TASKS TO COMPLETE:
1. In the Kendrick Lamar album review, rewrite the passage between "The Power Of" and "of selfdestructive behaviour.", inclusive, substituting "studio album" for "long-player".
2. Answer these questions about the Kendrick Lamar album review:
(a) How many stars does the review give the album?
(b) How long had it been since Lamar's previous album?
(c) Which self-help author is named among the album's guest voices?

SELECTED PASSAGE:
□ □ □ □ □ □ □
The Power Of Now
Long-awaited, introspective epic from 21st century hip-hop’s poet laureate.
Kendrick Lamar
★★★★
Mr Morale & The Big Steppers
AFTERMATH. CD/DL
HALF-A-DECADE on from his last album, Kendrick Lamar offers a simple explanation for his lengthy silence in the first lines of this, his fifth long-player: “I’ve been going through something.” Many things, in fact. Themes surfacing across Mr. Morale & The Big Steppers include the challenges of monogamy and parenthood, Covid, institutional racism and the weight of black celebrity, and his struggles to heal generational trauma within his family and halt long-established patterns of selfdestructive behaviour.
Heavy stuff. But then, Lamar is the first rapper to win a Pulitzer. He doesn’t deal in escapist fantasies or lurid entertainment, nor does he have a clothing brand or signature champagne to hawk. “I’m not in the music business/I’m in the human business”, he raps on Crown (the album’s roll call of guest voices includes Oprah-approved self-help author, Eckhart Tolle). He doesn’t preach or lecture; rather, he externalises his thought processes, making listeners feel his conflicts. His confessional rhymes touch upon complex issues with a rare depth; like De La Soul’s Posdnuos before him, Lamar’s not hard – he’s complicated.
□ □ □ □ □ □ □
Dataset entries:
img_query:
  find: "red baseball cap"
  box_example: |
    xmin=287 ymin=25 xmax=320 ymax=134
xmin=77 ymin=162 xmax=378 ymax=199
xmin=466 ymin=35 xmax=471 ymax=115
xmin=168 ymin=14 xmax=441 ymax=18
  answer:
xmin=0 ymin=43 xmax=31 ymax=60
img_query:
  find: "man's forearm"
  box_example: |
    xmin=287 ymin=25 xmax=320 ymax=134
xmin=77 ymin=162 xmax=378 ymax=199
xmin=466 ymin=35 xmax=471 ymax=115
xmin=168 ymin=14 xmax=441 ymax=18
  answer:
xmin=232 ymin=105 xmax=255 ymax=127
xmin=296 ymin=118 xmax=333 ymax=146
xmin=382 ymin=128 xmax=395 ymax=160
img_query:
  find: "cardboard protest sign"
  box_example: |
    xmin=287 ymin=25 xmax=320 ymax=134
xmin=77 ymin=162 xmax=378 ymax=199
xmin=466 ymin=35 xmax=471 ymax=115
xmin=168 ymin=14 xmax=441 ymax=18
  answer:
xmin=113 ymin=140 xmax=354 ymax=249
□ □ □ □ □ □ □
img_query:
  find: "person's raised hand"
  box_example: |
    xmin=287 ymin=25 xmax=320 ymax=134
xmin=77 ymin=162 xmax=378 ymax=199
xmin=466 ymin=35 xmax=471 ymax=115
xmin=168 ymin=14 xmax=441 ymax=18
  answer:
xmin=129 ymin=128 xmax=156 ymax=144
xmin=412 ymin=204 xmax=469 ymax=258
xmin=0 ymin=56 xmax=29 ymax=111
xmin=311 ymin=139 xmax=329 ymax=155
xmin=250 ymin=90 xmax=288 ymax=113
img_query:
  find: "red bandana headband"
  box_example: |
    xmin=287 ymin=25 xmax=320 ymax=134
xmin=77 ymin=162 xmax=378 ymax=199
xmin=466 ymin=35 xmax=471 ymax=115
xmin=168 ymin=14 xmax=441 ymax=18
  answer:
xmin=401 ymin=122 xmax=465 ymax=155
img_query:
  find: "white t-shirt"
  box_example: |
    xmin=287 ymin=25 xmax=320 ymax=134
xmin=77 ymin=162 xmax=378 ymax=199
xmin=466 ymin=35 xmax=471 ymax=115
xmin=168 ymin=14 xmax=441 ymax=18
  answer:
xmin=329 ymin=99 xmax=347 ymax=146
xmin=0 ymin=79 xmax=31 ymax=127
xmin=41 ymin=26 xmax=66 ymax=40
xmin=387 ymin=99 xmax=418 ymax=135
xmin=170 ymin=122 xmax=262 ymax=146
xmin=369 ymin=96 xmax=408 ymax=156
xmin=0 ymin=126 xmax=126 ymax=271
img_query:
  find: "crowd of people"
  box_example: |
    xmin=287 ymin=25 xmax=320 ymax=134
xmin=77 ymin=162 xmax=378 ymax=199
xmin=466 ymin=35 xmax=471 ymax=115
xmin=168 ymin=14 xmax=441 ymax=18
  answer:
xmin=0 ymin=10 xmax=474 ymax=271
□ □ □ □ □ □ □
ANSWER SECTION:
1.
The Power Of Now
Long-awaited, introspective epic from 21st century hip-hop’s poet laureate.
Kendrick Lamar
★★★★
Mr Morale & The Big Steppers
AFTERMATH. CD/DL
HALF-A-DECADE on from his last album, Kendrick Lamar offers a simple explanation for his lengthy silence in the first lines of this, his fifth studio album: “I’ve been going through something.” Many things, in fact. Themes surfacing across Mr. Morale & The Big Steppers include the challenges of monogamy and parenthood, Covid, institutional racism and the weight of black celebrity, and his struggles to heal generational trauma within his family and halt long-established patterns of selfdestructive behaviour.

2.
(a) Four stars.
(b) Half a decade.
(c) Eckhart Tolle.